> WORK REQUEST
Would you return the data below exactly as it stands, with every picture left out?

> RECORDS PROVIDED

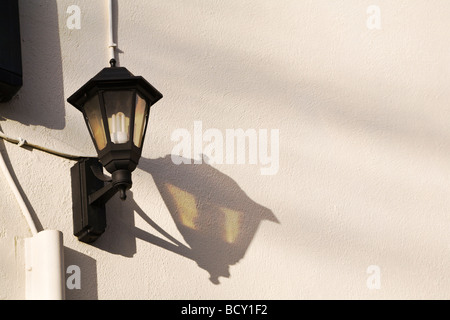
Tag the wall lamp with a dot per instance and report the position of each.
(116, 106)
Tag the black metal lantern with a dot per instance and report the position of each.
(116, 106)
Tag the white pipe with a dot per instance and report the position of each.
(111, 45)
(18, 196)
(44, 265)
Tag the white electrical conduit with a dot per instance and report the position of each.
(111, 44)
(44, 253)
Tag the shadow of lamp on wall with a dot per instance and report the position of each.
(213, 214)
(215, 217)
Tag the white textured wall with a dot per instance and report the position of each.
(364, 122)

> RESPONSE
Tag the wall lamp with a dot per instance and report the position of each.
(116, 106)
Tag the black metal lantern with a dot per instance and report the position of each.
(116, 106)
Tag the white pipe with a dot per instance and report the position of each.
(111, 45)
(18, 196)
(44, 265)
Tag the white electrical conduit with a dot per instance and report the position of each.
(111, 44)
(44, 253)
Tag the shadow of lamp on wall with a dot per instance and report the position of each.
(213, 214)
(215, 217)
Tag the white textured wall with a dot per instance and report the position of each.
(364, 122)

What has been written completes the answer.